• WHAT TO DO
Gather every line of the data below that contains the string "Query". Case counts.

• DATA SHOWN

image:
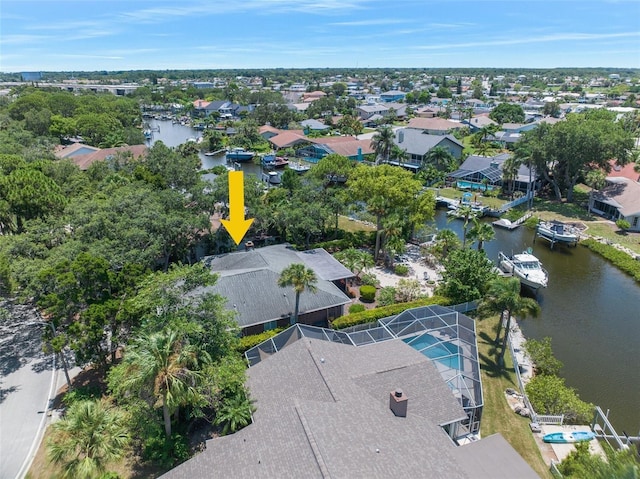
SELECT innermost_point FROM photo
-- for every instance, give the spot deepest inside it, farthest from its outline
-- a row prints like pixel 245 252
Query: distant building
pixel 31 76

---

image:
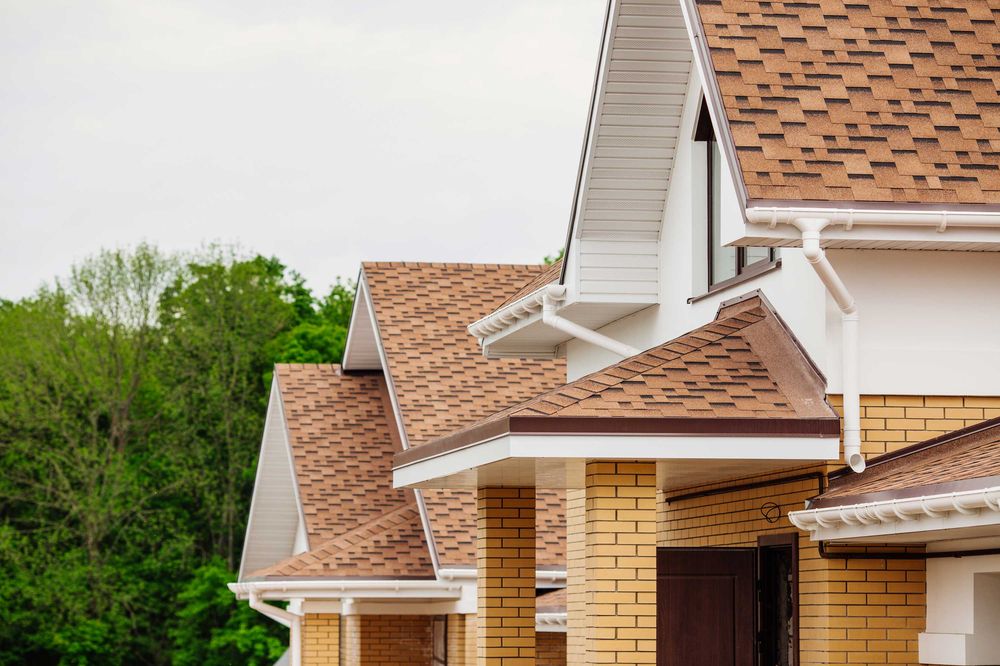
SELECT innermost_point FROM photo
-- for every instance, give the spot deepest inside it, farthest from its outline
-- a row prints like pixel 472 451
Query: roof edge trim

• WRITTEN SOLUTION
Query: distant building
Query: roof edge trim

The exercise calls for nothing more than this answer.